■ **Tasks to perform**
1. Answer these questions about the Couchbase full-text search thread below, one line each:
(a) Which sample bucket does the example use to show a new mapping?
(b) What phrase is searched to test the new index?
(c) Which two conditions should a document meet to be indexed, according to the poster who asks about doc_type?
2. In the Couchbase full-text search thread below, why should the test search for "outdoor beer garden" return no results? Answer in one to three sentences.

■ **Document excerpt**

Full-Text Search on a small subset of a data bucket


#1

Hi all, we are testing out Couchbase 5 full-text search. I’ve set up the type mapping to index documents of a certain type A, and choosen a few specific fields to index. However, I noticed that the search index is indexing all documents of typeA. Is there a way to only index a subset of all A documents within a bucket?


#2

Hello @famanson,

The default mapping with index all documents, a new mapping is required. Here is example using the beer-sample, where there are two types on documents beer and brewery.

Going to create a new search index on the description field in the beer documents only.

Remember to disable the default mapping.

Next is to add a field you want to index, in this case description:

Now to test it by searching for “outdoor beer garden” which is in the description for one of the breweries, so no results should turn up:

I hope that helps.


#3

Hey,

Yes, I got that part. However, FTS indexer still goes through every single doc in the bucket right? What we want to do is to only index items with doc_type=Document and has an attribute significant=True on them. Is that possible?


#4

I don’t think it’s currently possible to filter base on two fields, @steve/@mschoch is that correct?

One workaround is to include the significant field in the index itself and then at query time filter on significant=True.

This does mean the index will include all the documents with doc_type=Document.


#5

@pvarley sorry for the late reply

This does mean the index will include all the documents with doc_type=Document

Well, as I said above, this is exactly what we don’t want… It seems to be a very common use case though? Or am I missing something here?


#6

Hey there, I’m trying to achieve the same right now - how would the filtering at query time work? Thanks


#7

Hi – If your index mapping only defines a type mapping where doc type=Document, only that subset of docs whose type=Document will contribute to the index. (Underneath the hood, the FTS engine will examine every doc, but the resulting index will represent that subset of docs whose type=Document.)

But, FTS does not have a feature to also have indexing-time filtering on some other field value, like your significant=True example.

Hope that makes sense (and, yes, also keeping ears open to see how many folks have this kind of need)


#8

Hi @noob1337

As per my understanding, the query time filtering work around in the above comment means that,

The user may always index that extra field(in above case it was Significant) as a part of the indexed document and during query time, he can always pass that extra constraint like “significant=True” along with other search parameters to filter only those documents during querying which has this Significant field that has a value True.

thanks,
Sreekanth

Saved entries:
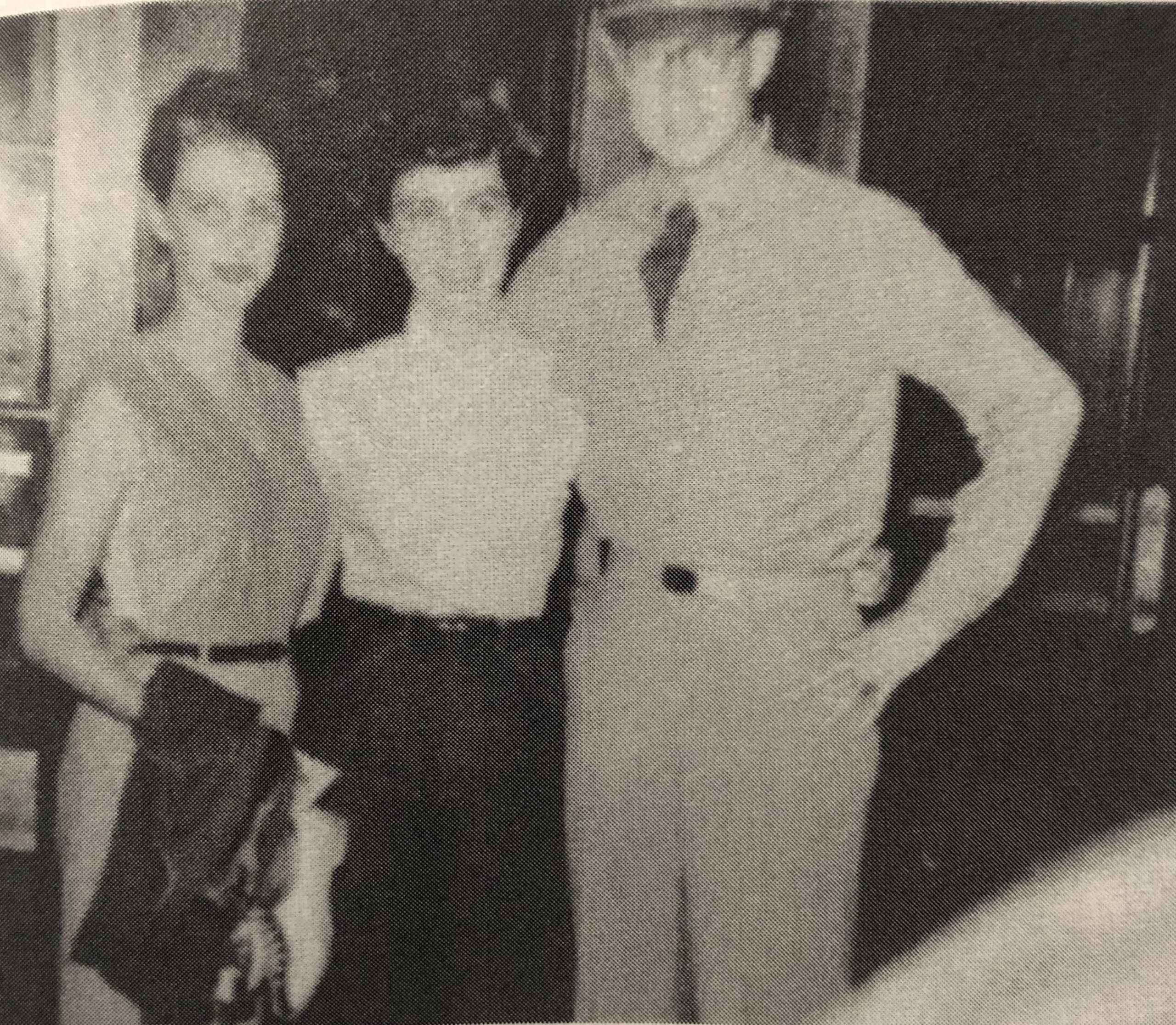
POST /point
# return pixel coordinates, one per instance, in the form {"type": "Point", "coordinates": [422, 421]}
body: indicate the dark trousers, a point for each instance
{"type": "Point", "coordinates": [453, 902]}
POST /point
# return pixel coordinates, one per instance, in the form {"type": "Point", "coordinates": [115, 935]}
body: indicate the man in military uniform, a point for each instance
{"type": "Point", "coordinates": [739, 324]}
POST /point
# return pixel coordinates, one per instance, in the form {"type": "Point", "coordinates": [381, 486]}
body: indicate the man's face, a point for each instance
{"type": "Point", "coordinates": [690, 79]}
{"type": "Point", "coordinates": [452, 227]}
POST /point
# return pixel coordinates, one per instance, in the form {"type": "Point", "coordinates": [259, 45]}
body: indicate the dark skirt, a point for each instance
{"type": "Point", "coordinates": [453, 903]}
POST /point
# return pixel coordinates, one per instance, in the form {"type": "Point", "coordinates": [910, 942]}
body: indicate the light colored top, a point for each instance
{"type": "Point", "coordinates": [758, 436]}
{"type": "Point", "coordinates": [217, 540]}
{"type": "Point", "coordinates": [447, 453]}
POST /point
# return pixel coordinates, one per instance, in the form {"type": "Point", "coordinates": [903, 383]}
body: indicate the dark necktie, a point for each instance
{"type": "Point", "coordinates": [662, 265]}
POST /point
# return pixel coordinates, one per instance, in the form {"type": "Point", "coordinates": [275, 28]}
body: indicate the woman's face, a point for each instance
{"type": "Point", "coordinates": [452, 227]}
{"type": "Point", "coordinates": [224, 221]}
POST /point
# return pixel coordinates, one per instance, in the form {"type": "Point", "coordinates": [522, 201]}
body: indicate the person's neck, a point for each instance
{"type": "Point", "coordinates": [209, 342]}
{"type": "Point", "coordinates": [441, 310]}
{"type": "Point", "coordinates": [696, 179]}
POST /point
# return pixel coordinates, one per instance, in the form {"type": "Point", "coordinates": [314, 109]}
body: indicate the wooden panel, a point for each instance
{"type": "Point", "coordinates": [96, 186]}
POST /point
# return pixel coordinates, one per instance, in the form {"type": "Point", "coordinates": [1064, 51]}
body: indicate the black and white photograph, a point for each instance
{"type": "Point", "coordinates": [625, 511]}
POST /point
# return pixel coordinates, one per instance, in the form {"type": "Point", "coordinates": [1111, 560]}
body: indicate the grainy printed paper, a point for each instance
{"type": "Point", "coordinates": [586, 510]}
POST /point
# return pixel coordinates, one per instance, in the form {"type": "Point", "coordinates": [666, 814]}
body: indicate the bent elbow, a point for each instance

■ **Answer set**
1.
(a) The beer-sample bucket, which has two types of documents, beer and brewery.
(b) "outdoor beer garden"
(c) It should have doc_type=Document and an attribute significant=True.

2. The new index covers only the description field in beer documents. The phrase "outdoor beer garden" appears in the description of one of the breweries, so the index does not contain it.